→ **What you have to do**:
Repeat the whole of the data, keeping every detail the same.

→ **Data for this exercise**:
++++++

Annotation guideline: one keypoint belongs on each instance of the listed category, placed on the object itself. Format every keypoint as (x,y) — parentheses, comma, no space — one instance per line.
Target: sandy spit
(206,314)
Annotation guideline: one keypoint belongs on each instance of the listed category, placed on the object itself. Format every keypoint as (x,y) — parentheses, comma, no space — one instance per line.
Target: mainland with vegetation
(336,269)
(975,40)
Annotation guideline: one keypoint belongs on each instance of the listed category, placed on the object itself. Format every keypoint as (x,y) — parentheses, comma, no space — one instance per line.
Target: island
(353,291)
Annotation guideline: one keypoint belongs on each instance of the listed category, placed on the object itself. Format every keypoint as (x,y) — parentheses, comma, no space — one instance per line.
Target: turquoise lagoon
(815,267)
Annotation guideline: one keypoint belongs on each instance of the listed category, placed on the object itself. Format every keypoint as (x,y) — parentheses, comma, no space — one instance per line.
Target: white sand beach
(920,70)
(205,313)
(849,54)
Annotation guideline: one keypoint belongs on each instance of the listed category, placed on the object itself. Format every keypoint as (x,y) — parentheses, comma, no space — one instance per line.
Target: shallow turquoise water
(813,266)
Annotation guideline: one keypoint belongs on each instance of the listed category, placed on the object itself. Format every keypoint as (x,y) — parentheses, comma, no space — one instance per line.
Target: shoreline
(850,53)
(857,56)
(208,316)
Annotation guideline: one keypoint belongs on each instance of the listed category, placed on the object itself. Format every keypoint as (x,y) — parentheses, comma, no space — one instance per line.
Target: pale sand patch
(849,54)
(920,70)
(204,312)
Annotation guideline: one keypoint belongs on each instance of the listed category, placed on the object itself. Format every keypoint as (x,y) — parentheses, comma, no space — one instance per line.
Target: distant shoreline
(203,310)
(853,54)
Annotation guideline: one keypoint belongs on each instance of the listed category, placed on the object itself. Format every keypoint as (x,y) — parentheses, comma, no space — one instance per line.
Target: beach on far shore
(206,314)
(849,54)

++++++

→ **Worked solution**:
Annotation guideline: one keypoint belongs on each instance of the listed category, placed on the object itself. Format every keypoint as (x,y) — parentheses, comma, no space — one instance per line.
Target: sandy spit
(206,314)
Annotation guideline: one keypoint belongs on each instance of the listed category, placed on the object itself. Format every keypoint as (x,y) — parentheses, comma, no space — one instance per line.
Target: mainland with vegetation
(336,269)
(975,40)
Annotation guideline: one keypoint belongs on each instance of the listed category, placed on the object itself. Format every keypoint as (x,y) — parentheses, comma, no space — one instance per line.
Target: island
(353,291)
Annotation guideline: one keypoint belongs on each instance of the listed category, placed on the object itself. Format every keypoint as (x,y) — parentheses, comma, no space — one instance per line.
Target: turquoise lagoon
(815,267)
Annotation guideline: one keypoint belongs on each instance of the listed category, placed on the object itself. Format every keypoint as (x,y) — parentheses, comma, no space — one instance per line.
Target: white sand beach
(920,70)
(205,313)
(849,54)
Annotation guideline: one keypoint belongs on each instance of the listed category, placed on the object itself. Format every keypoint as (x,y) — parentheses, comma, no space — one instance per line.
Target: shallow turquoise water
(813,266)
Annotation guideline: one keypoint belongs on each instance of the listed category, placed on the object itself. Format every keypoint as (x,y) — parentheses, comma, no space — one instance per line.
Target: shoreline
(850,53)
(857,56)
(208,316)
Annotation guideline: one keypoint belongs on each instance of the listed category, placed on the object itself. Format every keypoint as (x,y) — parentheses, comma, no space — one instance per line.
Target: pale sand patch
(849,54)
(920,70)
(204,312)
Annotation guideline: one keypoint belongs on each instance of the listed category, placed on the object itself. Format every keypoint as (x,y) — parentheses, comma, no space — one instance per line.
Target: distant shoreline
(203,310)
(853,54)
Annotation guideline: one keypoint belongs on each instance of the listed category, placed on the object itself. Format every keypoint as (x,y) — parentheses, comma, no space — one instance per line.
Target: beach on far shore
(206,314)
(849,54)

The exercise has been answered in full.